#### Exercises to complete:
• a. Using the Harry Kraemer episode page, decide whether each statement agrees with it, answering yes or no and quoting the deciding words exactly. (i) Kraemer has taught at Kellogg for more than 20 years. (ii) Kraemer has written three leadership bestsellers. (iii) The first of Kraemer's three questions asks whether a person can know themselves without being self-reflective.
• b. Continue the Harry Kraemer episode page from the point where it stops.

#### Source document:
= = =

August 6, 2025
Harry Kraemer, ex-CEO – Baxter
What Really Matters In Our Short Time On Earth, Harry Kraemer – ex-CEO of Baxter & Kellogg Professor
Leadership isn’t just about C-suite executives running big businesses. It’s about leading with values at every stage of your life, using tools to improve yourself, your work, your relationships—and rebooting yourself with balance to lead a better life.
On this dynamic episode of The Reboot Chronicles Show, the world’s leading expert joins us to unpack all of this and much more. Harry Kraemer is the ex-CEO of Baxter, a best-selling author, and a Clinical Professor of Leadership at Northwestern University’s Kellogg School of Management. A friend and colleague, Harry has been a remarkable professor at Kellogg for over 20 years, has authored four impactful leadership-based bestsellers—and Chairman and CEO of Baxter—which he rebooted into a $12B company.
Listen in for amazing insights and lessons that Harry has built over his decades as a top global CEO, professor, and author—with straight talk about what leadership is all about, why we should seek to understand before you are understood—and how to first relate and influence before you lead.
Having A Legacy Beyond A Title
Harry’s latest book, Your 168: Finding Purpose and Satisfaction in a Values-Based Life, along with his earlier work From Values to Action, is Harry looking back on his life spent asking one core question: what really matters? A question that seems very daunting, but is required to ask when you are looking for value in this life. Harry has a concept of “values-based leadership” that challenges people at every stage of life to do some self-reflecting and soul searching to figure out what really matters, and what doesn’t. As Harry puts it, “You’ve got 168 hours in a week. What are you doing with them? What are you not doing? And why?”
Another way Harry has thought about it is through three questions that all lead into the next. The first being “If I’m not self-reflective, is it possible for me to know myself?” The second being “If I don’t know myself, can I lead myself?” and finally “If I can’t lead myself, how could I possibly lead other people”?

= = =

#### Extracted information:
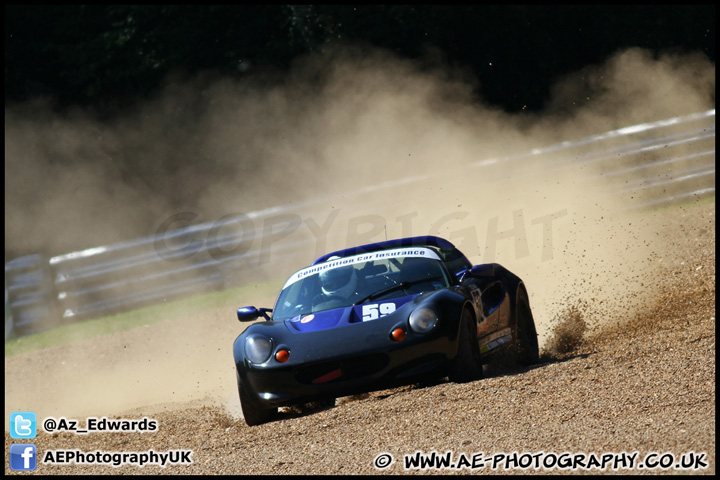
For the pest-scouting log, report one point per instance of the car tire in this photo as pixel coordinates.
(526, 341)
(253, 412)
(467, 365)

= = =

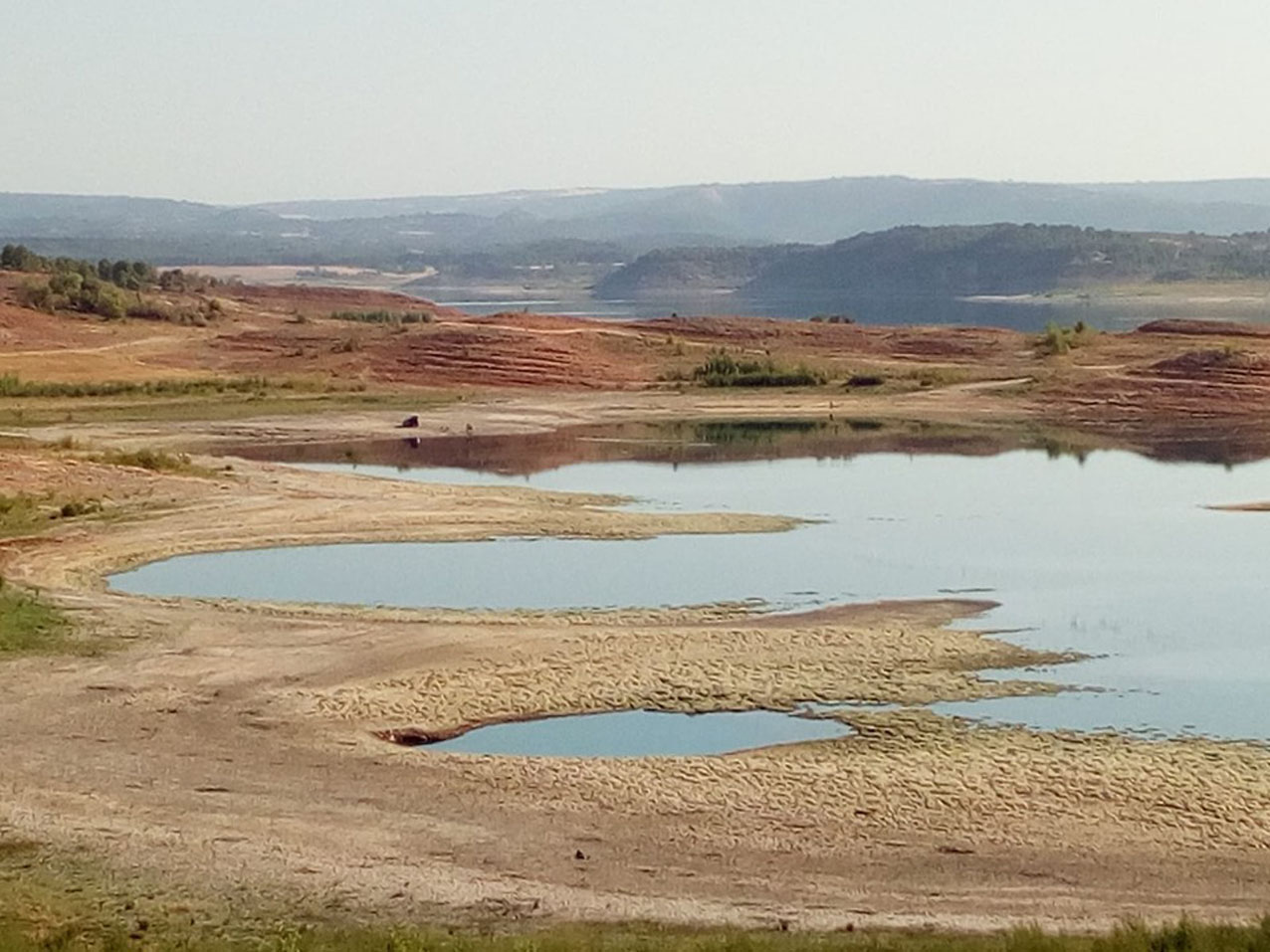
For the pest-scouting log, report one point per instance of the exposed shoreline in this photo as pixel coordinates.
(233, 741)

= = =

#### Answers in order:
• a.
(i) Yes: "has been a remarkable professor at Kellogg for over 20 years"
(ii) No: "has authored four impactful leadership-based bestsellers"
(iii) Yes: "If I’m not self-reflective, is it possible for me to know myself?"

• b.
The Danger Of Ego In Leadership
In Kraemer’s four pillars of leadership—self-reflection, balance, true self-confidence, and genuine humility—it’s the interplay between confidence and humility that sets the best leaders apart. “People don’t relate well to egomaniacs,” he says. “If you start to believe all the people telling you how amazing you are, it’s over.”
What separates great CEOs from bad ones, in Kraemer’s view, is not intelligence or background. It’s character. He recalls advice from a mentor early in his career: “There are only two things you have to know in any job—what are your gifts, and who knows what you don’t?” The humility to recognize what you don’t know, and the confidence to surround yourself with people who do, is the ultimate leadership skillset.
Rebooting Your Life
Kraemer’s personal reboot, from a high-powered CEO to a quiet professor, was not without its challenges. But it was driven by the same principle he teaches: know what matters. And make sure your time on this earth reflects it. If Harry could speak to his 22-year-old self today? His advice would be short and sweet: “Get to know everyone. Find the best people. Create an environment they want to be part of. And never forget—it’s not about you.”